--- What to do ---
Quote each line exactly, from the line that contains "Could you point to the concrete" down to the last line of the listing, and no other lines.

[Object point labels]

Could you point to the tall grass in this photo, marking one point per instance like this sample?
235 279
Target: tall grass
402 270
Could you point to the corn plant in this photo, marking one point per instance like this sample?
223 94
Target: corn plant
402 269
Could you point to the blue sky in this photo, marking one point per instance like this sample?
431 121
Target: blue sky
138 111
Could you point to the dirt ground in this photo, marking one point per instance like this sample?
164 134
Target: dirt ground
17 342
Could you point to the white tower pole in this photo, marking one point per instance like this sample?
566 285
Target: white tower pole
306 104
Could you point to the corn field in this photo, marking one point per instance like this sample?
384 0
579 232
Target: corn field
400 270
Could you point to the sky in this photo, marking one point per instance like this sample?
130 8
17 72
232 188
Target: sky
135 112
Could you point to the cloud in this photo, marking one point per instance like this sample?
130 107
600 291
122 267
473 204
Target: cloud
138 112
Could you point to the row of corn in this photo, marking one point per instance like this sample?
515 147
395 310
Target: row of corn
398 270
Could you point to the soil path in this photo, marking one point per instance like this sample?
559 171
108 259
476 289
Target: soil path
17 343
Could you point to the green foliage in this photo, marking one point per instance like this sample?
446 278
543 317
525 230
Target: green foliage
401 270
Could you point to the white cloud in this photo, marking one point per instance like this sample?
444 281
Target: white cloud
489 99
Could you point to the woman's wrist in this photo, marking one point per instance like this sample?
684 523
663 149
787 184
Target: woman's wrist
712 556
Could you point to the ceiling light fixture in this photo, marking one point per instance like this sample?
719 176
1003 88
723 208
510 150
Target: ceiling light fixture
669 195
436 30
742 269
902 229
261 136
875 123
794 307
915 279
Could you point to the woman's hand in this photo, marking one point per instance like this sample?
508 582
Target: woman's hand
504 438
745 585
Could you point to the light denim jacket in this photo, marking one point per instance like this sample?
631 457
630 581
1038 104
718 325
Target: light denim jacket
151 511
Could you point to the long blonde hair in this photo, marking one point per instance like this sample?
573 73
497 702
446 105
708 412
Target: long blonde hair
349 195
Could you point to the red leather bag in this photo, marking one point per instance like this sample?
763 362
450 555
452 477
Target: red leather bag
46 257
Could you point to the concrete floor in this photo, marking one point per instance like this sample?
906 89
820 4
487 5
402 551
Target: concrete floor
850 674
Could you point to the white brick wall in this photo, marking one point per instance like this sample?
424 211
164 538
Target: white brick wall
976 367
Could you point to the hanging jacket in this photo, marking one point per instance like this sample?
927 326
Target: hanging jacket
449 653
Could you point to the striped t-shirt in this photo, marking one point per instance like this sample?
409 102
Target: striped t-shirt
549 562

--- Written answer ---
Could you point to the concrete floor in this photo, marking one point per instance like this sample?
906 89
820 4
487 5
402 551
Target: concrete floor
850 674
Could you point to the white brick wall in this photo, marking one point per instance like this sample?
424 211
164 538
Target: white brick wall
976 367
Could you point to the hanging jacket in this photo, marking one point per instance like this sample?
927 326
Target: hanging jacket
449 653
Could you point to the striped t-shirt in this photo, marking one point per instance like this sample?
409 102
Target: striped t-shirt
549 562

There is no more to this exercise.